- _Énoncé du problème_:
Reproduisez fidèlement le passage de l'extrait sur l'écoute qui commence à « Ainsi le 1er » et se termine à « (et règne encore). ».

- _Extrait du document_:
──────────────────────────────
L'une des conditions à ce processus étant une écoute active, bienveillante et neutre permettant à l'autre de se sentir pleinement écouter et accueilli dans son individualité.

" J'aime écouter

Ainsi le 1er sentiment, tout simple, que je désire partager avec vous, c'est ma joie de pouvoir écouter quelqu'un. Je crois que cela représente une caractéristique constante chez moi. Je me souviens d'une chose qui s'est passée plusieurs fois dans les premiers temps où j'allais à l'école. Un enfant demandait quelque chose à l'instituteur et celui-ci lui donnait une réponse parfaite, mais à une question entièrement différente. Je sentais alors en moi une douleur et un sentiment de détresse. J'avais envie de crier : "Mais vous ne l'avez pas écouté!". J'éprouvais une sorte de désespoir enfantin devant le manque de communication qui régnait (et règne encore).
──────────────────────────────
(Éléments de données)
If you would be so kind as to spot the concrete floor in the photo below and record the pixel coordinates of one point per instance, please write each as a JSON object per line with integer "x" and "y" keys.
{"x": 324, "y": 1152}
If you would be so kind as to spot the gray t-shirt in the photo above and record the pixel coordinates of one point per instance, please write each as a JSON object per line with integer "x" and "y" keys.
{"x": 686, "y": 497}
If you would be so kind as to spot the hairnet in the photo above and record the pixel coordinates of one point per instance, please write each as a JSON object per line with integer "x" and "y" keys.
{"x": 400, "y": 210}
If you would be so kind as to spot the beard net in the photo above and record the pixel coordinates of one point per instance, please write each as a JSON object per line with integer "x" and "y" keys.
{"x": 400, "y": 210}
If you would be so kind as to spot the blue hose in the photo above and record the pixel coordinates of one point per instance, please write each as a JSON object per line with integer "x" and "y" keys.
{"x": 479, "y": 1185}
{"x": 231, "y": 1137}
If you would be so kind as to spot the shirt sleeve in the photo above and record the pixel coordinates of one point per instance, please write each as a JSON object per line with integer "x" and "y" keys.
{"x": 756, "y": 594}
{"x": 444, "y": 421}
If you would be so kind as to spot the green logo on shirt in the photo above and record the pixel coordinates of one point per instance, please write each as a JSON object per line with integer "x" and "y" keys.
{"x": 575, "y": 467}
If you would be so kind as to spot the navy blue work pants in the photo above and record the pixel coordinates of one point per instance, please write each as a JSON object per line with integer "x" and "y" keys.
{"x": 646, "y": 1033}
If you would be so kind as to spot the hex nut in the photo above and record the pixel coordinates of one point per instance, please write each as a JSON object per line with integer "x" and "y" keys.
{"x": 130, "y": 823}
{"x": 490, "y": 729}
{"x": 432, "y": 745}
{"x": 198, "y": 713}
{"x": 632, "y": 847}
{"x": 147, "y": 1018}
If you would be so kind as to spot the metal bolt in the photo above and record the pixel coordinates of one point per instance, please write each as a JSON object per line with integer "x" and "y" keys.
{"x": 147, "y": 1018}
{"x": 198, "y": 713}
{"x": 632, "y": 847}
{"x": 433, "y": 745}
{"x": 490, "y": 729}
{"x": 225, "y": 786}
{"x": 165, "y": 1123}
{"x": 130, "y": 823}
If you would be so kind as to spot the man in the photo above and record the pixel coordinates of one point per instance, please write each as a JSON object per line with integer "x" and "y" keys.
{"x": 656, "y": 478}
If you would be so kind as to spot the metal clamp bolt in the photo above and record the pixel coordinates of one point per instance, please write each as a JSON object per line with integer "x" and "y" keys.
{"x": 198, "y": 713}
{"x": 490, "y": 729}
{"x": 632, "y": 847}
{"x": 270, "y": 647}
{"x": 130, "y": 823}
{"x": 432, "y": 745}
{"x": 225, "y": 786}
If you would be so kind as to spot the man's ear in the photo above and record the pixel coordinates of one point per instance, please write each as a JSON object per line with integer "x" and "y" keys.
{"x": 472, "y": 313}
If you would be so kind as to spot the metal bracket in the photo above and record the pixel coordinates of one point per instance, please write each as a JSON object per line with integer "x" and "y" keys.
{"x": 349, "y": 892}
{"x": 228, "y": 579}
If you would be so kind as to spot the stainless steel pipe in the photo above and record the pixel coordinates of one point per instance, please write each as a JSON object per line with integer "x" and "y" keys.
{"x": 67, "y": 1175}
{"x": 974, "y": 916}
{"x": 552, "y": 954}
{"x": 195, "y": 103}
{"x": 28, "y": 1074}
──────────────────────────────
- _Réponse attendue_:
Ainsi le 1er sentiment, tout simple, que je désire partager avec vous, c'est ma joie de pouvoir écouter quelqu'un. Je crois que cela représente une caractéristique constante chez moi. Je me souviens d'une chose qui s'est passée plusieurs fois dans les premiers temps où j'allais à l'école. Un enfant demandait quelque chose à l'instituteur et celui-ci lui donnait une réponse parfaite, mais à une question entièrement différente. Je sentais alors en moi une douleur et un sentiment de détresse. J'avais envie de crier : "Mais vous ne l'avez pas écouté!". J'éprouvais une sorte de désespoir enfantin devant le manque de communication qui régnait (et règne encore).